SHORT TASK 1:
Print the passage of the ABI compatibility thread from "An example would" up to and including "it by hand.", word for word.

TEXT:
The name mangling scheme is similar to (one of) C++'s so that could probably be made more compatible.
However the vtable mechanism is completely incompatible and given the reasoning in the docs (to support structural typing), I don't think it's a big stretch to say that it's a fundamental incompatibility.
TBH I'd be quite surprised if many (any?) languages will aim for C++ ABI compatibility that's much beyond simple extensions to the C ABI. Even ignoring the lack of a standard C++ ABI, once you start getting into virtual functions, exception handling and, especially, templates, you end up constraining your language to a point where you're probably better off just using C++.
I may well be wrong on this, LLVM helps a lot with the grunt work of name mangling, exceptions, trampolines etc. so it may be possible to get to a sweet spot that supports a significant number of important libraries without hamstringing the language too much. Not going to hold my breath though...
I can't find any mention of if they provide a C-compatible ABI. Kinda useless as a systems language if they don't - you can't call it from anything else.
Perhaps I scanned too quickly. I probably missed since there is no actual mention of ABI (or e.g. which calling conventions it supports on what platforms). The page is confusing - it seems to discuss ABI and syntax and stuff, which isn't exactly related to "compatability" afaict.
I digress... just the usual problems with wiki-type sites.
It compiles to LLVM and LLVM abstracts the calling convention. So it might be safe to assume it supports all the calling conventions that LLVM supports.
An example would be dynamic dispatch of virtual functions.
In C++ virtual functions are implemented as vtables attached to each object. As such you need to retrieve the object (possibly from the heap), there's a function pointer indirection, there may be trampolines if you're using multiple inheritance. That sort of thing.
The author has a nice piece in the documentation regarding how dynamic dispatch is implemented in loci in order to support structural typing. He explains the design choice, how it differs from C++ (a vtable at each interface reference call site) and gives some qualitative estimates as to how the performance would differ. It's worth the read.
C doesn't have dynamic dispatch built in to the language. If you want it, you'd have to code it by hand.
Seems it was created by one developer called Stephen Cross (scross.co.uk). I am quite impressed by his accomplishment. The only thing I miss are custom allocators.
He's 2.5 years out of his undergraduate degree. This is incredibly sophisticated code and documentation for such a person. Quite aside from the language, the person himself is worthy of note!
There may be some duality on the use of the word "language". If it is used in the literal sense, I agree. In another case (i.e., if you were referring to languages and their execution environments), I beg to differ. For the end user of a programming environment, differences on syntax are mostly tangible in the aesthetic sense. Some languages are more readable or expressive, indeed, but, in the end, syntax has something to do with our perceptions on how beautifully the code lays out.

SHORT TASK 2:
Can you rewrite the records from the line with "like [(746, 547)]." up to and including the line with "[(28, 686), (87, 636)]", changing "agave plant" to "yucca plant" and leaving everything else the same? Give only those lines.

GIVEN DATA:

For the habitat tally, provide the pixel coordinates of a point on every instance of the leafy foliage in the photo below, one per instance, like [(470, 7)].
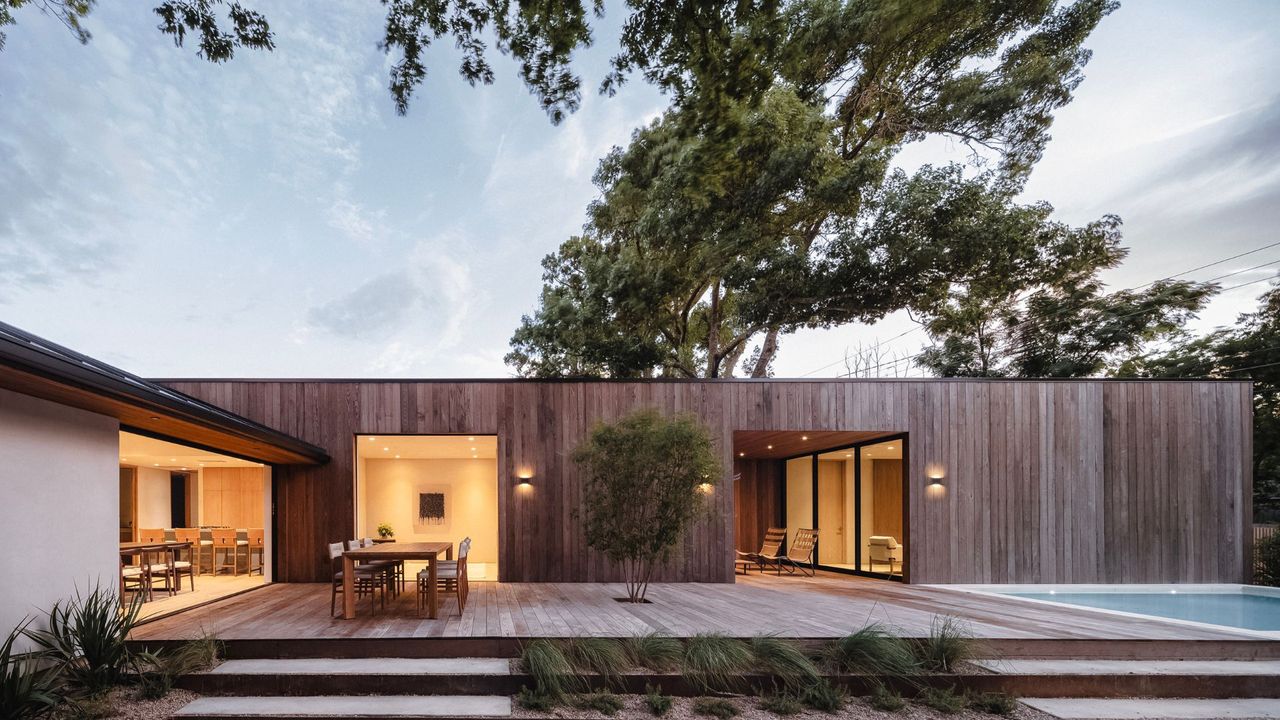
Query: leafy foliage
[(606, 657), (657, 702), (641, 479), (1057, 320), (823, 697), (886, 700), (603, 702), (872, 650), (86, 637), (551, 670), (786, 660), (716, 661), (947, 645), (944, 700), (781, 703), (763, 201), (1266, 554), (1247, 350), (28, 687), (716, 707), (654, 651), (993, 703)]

...

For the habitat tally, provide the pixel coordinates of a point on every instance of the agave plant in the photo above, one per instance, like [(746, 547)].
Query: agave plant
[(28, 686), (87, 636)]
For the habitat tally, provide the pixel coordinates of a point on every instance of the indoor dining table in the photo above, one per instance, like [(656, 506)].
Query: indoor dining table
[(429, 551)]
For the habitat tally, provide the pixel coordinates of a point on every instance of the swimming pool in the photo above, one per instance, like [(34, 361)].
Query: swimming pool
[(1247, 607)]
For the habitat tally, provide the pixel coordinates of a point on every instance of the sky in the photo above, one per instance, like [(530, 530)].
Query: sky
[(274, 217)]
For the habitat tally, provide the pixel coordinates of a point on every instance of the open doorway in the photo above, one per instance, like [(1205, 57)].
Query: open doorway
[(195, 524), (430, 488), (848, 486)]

FULL RESPONSE 1:
An example would be dynamic dispatch of virtual functions.
In C++ virtual functions are implemented as vtables attached to each object. As such you need to retrieve the object (possibly from the heap), there's a function pointer indirection, there may be trampolines if you're using multiple inheritance. That sort of thing.
The author has a nice piece in the documentation regarding how dynamic dispatch is implemented in loci in order to support structural typing. He explains the design choice, how it differs from C++ (a vtable at each interface reference call site) and gives some qualitative estimates as to how the performance would differ. It's worth the read.
C doesn't have dynamic dispatch built in to the language. If you want it, you'd have to code it by hand.

FULL RESPONSE 2:
For the habitat tally, provide the pixel coordinates of a point on every instance of the yucca plant in the photo above, one per instance, like [(746, 547)].
Query: yucca plant
[(28, 686), (87, 636)]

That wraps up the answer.